++++ Material provided

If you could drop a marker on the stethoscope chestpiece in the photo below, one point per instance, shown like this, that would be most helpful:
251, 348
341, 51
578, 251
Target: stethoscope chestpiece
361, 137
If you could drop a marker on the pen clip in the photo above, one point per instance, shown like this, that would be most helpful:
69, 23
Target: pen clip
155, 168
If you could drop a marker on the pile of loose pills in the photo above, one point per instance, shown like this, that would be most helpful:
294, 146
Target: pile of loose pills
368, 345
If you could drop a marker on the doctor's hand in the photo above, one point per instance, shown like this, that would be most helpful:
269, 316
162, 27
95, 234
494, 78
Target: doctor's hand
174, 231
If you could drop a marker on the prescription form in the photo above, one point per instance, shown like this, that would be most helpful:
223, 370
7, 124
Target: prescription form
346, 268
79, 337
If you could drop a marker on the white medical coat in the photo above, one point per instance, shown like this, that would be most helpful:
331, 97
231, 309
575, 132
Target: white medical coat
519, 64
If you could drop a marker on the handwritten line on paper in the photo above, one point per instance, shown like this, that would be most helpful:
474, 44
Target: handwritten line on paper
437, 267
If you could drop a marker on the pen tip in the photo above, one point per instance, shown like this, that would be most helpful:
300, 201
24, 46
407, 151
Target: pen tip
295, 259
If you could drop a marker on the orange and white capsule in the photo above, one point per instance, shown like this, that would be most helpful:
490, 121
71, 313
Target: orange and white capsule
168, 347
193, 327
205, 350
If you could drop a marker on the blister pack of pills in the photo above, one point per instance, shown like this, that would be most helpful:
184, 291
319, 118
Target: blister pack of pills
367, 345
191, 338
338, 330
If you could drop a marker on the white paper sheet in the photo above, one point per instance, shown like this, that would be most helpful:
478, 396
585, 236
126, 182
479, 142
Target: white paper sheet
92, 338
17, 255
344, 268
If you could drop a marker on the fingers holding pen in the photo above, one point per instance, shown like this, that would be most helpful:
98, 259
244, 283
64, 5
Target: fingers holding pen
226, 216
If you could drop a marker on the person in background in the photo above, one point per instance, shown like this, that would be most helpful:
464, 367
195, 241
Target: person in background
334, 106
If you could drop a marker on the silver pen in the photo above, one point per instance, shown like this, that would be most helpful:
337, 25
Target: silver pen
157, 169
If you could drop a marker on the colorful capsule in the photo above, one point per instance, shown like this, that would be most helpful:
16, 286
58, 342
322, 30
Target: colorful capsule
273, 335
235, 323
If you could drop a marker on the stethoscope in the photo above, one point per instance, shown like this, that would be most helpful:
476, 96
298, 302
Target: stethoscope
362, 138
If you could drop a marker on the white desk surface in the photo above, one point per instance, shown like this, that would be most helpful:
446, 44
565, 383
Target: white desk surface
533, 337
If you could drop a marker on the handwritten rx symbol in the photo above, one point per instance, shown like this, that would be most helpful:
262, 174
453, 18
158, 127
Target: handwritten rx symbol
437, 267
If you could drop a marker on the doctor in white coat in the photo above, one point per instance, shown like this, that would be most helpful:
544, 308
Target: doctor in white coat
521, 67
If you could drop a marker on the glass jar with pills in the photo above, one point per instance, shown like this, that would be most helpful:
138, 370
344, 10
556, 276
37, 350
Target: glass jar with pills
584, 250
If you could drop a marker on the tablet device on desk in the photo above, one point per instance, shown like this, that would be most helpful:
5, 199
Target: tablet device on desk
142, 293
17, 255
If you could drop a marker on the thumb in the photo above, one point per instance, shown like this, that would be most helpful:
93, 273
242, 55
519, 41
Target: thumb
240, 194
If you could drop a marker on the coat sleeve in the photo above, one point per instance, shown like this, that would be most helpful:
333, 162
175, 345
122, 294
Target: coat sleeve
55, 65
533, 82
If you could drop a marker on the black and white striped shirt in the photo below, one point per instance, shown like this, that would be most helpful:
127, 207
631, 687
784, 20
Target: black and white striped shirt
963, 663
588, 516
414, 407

++++++++
++++ Material provided

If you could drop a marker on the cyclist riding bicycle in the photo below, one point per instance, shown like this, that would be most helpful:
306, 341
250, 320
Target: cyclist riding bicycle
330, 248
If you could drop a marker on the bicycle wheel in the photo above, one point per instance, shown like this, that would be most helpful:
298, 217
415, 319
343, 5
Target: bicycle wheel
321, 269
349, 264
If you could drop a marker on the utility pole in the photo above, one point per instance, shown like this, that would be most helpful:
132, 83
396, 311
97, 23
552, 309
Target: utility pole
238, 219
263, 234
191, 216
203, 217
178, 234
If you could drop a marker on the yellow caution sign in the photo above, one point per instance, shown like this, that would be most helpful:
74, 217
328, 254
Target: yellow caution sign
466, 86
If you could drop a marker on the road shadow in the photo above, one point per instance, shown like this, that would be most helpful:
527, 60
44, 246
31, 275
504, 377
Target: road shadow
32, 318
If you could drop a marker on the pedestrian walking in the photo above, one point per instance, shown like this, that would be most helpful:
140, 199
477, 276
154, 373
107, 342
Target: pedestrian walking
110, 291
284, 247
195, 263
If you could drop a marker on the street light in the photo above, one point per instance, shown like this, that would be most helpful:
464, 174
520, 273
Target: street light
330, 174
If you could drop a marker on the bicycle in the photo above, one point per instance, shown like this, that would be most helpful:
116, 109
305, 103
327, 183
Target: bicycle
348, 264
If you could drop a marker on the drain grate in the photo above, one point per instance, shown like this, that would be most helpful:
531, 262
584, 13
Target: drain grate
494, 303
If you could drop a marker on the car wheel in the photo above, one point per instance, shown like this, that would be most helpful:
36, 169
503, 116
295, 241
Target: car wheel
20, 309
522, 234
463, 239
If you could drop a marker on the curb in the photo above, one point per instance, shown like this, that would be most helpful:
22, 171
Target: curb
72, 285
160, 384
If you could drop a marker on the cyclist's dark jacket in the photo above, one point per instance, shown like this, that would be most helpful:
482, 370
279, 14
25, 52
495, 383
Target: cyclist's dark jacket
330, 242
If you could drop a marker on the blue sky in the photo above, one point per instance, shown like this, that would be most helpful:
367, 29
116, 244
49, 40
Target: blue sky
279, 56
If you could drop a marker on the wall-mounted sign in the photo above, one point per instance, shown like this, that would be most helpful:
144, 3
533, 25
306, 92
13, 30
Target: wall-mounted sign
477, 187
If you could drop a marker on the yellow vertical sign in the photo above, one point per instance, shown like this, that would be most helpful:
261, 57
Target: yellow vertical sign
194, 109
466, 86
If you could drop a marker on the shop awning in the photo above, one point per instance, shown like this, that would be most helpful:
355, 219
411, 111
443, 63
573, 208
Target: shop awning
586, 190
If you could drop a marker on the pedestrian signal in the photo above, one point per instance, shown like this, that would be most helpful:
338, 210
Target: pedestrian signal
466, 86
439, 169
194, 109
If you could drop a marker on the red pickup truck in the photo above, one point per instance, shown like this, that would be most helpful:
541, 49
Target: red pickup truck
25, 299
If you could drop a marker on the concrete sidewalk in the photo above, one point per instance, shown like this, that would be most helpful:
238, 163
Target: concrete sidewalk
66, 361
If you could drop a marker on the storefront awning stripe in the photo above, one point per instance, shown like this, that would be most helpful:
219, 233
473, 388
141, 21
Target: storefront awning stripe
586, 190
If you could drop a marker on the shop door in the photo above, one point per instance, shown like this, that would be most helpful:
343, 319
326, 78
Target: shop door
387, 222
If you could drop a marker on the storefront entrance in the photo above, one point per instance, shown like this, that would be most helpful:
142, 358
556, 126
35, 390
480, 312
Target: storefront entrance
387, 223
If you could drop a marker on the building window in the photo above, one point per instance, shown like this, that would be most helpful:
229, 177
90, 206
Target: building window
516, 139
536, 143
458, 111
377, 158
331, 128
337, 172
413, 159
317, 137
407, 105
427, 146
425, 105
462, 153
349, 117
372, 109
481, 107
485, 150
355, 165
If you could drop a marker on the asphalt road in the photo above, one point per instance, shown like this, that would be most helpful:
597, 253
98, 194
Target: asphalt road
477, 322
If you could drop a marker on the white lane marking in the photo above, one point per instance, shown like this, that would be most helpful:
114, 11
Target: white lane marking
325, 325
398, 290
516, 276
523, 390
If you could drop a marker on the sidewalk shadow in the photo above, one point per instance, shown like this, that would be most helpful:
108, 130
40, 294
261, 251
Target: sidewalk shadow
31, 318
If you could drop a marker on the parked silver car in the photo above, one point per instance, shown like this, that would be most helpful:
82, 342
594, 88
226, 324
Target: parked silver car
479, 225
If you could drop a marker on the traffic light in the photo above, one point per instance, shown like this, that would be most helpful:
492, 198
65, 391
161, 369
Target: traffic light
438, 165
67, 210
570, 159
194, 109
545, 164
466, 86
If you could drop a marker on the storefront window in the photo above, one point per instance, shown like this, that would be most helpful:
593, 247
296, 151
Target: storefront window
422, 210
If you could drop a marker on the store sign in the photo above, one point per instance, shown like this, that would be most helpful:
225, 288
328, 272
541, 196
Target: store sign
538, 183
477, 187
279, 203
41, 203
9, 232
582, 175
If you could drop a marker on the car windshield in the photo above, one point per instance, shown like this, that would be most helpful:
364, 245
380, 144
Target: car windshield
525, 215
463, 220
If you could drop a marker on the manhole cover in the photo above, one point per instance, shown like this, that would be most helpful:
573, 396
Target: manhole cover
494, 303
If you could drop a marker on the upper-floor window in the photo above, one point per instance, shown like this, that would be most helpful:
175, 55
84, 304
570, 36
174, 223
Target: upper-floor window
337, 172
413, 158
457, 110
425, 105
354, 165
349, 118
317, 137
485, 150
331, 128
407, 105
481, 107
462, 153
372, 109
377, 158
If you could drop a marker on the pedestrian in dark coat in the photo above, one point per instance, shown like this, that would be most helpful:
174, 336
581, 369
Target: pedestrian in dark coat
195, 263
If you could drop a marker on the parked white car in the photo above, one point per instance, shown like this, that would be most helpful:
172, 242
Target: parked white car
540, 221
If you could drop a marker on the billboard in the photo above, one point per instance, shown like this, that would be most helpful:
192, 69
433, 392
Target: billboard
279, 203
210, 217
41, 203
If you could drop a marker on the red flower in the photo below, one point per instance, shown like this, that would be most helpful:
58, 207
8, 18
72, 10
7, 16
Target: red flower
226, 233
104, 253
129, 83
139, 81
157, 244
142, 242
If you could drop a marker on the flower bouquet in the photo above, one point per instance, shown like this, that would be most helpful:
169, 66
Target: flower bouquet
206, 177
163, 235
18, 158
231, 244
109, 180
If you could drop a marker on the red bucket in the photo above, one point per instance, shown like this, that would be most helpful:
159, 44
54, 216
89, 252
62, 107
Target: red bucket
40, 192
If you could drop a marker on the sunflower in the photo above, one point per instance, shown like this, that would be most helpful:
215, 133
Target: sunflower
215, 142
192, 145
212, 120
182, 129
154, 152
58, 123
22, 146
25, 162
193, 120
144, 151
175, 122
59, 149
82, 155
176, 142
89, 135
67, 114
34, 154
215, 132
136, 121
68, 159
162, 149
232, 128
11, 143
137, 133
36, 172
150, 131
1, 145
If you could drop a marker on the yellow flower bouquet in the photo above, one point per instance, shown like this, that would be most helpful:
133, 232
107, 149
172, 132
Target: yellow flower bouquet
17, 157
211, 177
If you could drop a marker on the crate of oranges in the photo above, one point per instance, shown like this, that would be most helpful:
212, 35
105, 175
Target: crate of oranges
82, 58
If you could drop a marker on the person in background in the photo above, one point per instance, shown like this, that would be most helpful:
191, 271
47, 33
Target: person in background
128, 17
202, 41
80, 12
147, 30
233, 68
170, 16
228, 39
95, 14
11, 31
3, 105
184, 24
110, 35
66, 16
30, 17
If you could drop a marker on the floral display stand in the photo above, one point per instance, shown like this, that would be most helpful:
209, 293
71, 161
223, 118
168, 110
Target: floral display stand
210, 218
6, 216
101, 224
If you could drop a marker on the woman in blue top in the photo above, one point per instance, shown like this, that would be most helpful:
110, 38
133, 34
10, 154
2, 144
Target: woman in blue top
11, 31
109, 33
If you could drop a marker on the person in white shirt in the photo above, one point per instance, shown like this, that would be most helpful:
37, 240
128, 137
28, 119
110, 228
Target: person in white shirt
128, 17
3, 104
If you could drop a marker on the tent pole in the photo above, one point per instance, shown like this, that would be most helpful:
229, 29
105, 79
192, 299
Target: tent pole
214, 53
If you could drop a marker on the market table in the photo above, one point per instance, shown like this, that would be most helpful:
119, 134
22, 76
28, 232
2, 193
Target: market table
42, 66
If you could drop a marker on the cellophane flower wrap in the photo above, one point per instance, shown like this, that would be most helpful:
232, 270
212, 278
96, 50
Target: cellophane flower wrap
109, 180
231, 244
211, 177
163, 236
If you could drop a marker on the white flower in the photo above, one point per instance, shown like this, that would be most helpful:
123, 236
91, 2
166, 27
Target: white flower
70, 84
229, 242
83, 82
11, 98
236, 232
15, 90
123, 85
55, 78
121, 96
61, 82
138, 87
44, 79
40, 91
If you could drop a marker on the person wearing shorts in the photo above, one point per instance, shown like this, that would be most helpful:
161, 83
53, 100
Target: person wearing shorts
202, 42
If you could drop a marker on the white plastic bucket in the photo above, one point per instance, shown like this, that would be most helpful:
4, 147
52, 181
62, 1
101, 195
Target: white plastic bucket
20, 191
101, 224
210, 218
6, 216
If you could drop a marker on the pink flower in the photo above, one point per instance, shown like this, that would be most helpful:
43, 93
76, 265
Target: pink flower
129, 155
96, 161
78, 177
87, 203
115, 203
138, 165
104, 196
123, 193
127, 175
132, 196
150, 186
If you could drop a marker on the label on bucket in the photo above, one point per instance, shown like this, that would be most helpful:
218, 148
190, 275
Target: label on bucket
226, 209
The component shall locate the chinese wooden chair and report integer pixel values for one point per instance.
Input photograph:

++++++++

• _What the task asks_
From the data above, report how many lines hold the word "below", answering with the number by itself.

• _Written response_
4